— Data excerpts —
—————
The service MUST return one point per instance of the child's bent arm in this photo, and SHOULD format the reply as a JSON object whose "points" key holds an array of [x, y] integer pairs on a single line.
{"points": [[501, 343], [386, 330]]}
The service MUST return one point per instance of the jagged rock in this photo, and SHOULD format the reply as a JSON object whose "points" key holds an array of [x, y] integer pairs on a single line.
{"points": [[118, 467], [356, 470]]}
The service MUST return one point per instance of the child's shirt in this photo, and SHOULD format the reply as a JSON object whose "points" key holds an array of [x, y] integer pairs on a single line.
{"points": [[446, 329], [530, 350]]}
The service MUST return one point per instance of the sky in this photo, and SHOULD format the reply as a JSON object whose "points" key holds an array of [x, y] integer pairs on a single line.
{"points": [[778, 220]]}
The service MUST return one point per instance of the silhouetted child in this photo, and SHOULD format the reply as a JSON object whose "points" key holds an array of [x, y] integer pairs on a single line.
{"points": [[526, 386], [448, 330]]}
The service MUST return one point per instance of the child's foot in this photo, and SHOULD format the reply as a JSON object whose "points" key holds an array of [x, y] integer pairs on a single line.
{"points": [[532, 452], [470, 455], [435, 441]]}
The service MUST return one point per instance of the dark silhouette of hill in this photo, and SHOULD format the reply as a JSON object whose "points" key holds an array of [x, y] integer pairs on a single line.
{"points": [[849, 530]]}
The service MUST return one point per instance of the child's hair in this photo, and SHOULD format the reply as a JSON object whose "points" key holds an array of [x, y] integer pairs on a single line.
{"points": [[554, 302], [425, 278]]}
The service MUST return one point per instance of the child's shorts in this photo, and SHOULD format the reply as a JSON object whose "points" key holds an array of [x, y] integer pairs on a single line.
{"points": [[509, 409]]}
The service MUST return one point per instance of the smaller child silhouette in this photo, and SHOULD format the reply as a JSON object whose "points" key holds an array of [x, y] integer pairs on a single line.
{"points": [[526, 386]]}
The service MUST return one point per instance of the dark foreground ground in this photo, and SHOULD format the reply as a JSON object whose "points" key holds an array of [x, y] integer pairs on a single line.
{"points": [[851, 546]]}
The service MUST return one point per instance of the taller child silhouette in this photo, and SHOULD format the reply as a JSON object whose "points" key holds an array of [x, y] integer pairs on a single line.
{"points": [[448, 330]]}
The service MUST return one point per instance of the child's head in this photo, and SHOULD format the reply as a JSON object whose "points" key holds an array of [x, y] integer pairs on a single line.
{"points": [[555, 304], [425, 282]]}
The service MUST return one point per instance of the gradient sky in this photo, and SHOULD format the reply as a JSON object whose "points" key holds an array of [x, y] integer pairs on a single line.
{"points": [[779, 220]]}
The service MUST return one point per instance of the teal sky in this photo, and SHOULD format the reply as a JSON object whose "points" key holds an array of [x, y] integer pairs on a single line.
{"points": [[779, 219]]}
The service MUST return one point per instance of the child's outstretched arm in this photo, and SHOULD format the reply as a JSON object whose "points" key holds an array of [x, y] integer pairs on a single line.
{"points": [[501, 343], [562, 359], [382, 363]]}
—————
— GOAL OF THE EXERCISE —
Could you give every entry again, exactly as written?

— SOLUTION TO THE PROBLEM —
The service MUST return one point per instance of the child's bent arm in this photo, and SHOULD format the reply as a JSON object whose "points" key holds an array of [x, y] integer pairs on a single line.
{"points": [[501, 343], [386, 330]]}
The service MUST return one point per instance of the jagged rock in this photo, and SHOULD format the reply as a JSON object whose "points" key holds an array of [x, y] integer pairs on a single line.
{"points": [[118, 467], [356, 470]]}
The service MUST return one point per instance of the child's shirt in this photo, and SHOULD format the reply as a JSON object whose "points" key holds an array of [x, y] integer pairs on a single line.
{"points": [[446, 329], [530, 350]]}
The service MUST return one point per instance of the sky in this photo, and SHOULD format the reply as a JSON object whose "points" key holds an array of [x, y] integer pairs on a single line.
{"points": [[778, 220]]}
The service MUST return one point per instance of the silhouetted child in this photo, and SHOULD format the reply as a JSON object whose "points" key holds an array of [x, y] integer pairs on a single line.
{"points": [[526, 386], [448, 330]]}
The service MUST return one point per instance of the child's foot in this photo, and SHOULD format the reply as a JSON object whose "points" key holds an array of [x, y] integer pairs on a single line.
{"points": [[532, 452], [470, 455], [435, 441]]}
The service MUST return one point per instance of the dark silhouette of hill in this photo, and SHOULD format the reply as a JSON object whose "points" key holds an array of [x, y] integer pairs on a single line.
{"points": [[849, 530]]}
The service MUST return one point per instance of the child's hair in this photo, and SHOULD format the reply as a JSON object whose "points" key holds an array of [x, y] integer pairs on a single line.
{"points": [[554, 302], [425, 278]]}
The service MUST return one point per instance of the child's shorts in this photo, and SHOULD format the reply as a JSON object whose "points" key holds an array of [x, y] integer pairs on a single line.
{"points": [[509, 409]]}
The service MUST return one point per instance of the smaller child silhouette in this photo, and SHOULD format the reply as a JSON object whose "points" key holds an array of [x, y] integer pairs on a single line.
{"points": [[526, 386]]}
The service MUST return one point per instance of the dark foreground ground in this photo, and SHOULD format the reply as a JSON object whose "points" key holds an array of [x, y] integer pairs on a single line.
{"points": [[851, 546]]}
The service MUST return one point per instance of the taller child silhouette in this photo, and SHOULD format the reply as a JSON object whose "points" key holds an array of [x, y] integer pairs on a single line.
{"points": [[448, 330]]}
The service MUST return one point per instance of the child's head in this photo, and SHOULD format the reply as a JSON object whose "points" key holds an array of [x, y] integer pairs on a single line.
{"points": [[555, 304], [425, 282]]}
The service MUST return one point per instance of the gradient sky in this photo, and SHOULD format the reply as a JSON object whose "points" key holds an array of [x, y] integer pairs on a single line.
{"points": [[779, 220]]}
The service MUST return one point per instance of the teal sky in this photo, and SHOULD format the reply as a JSON object whose "points" key holds an array of [x, y] integer pairs on a single line.
{"points": [[779, 219]]}
The service MUST return one point per instance of the child's outstretched arm in this photo, and SHOULD format the reply as a JSON object whose "points" key holds an array of [x, y] integer pairs on a single line.
{"points": [[501, 343], [562, 359], [382, 363]]}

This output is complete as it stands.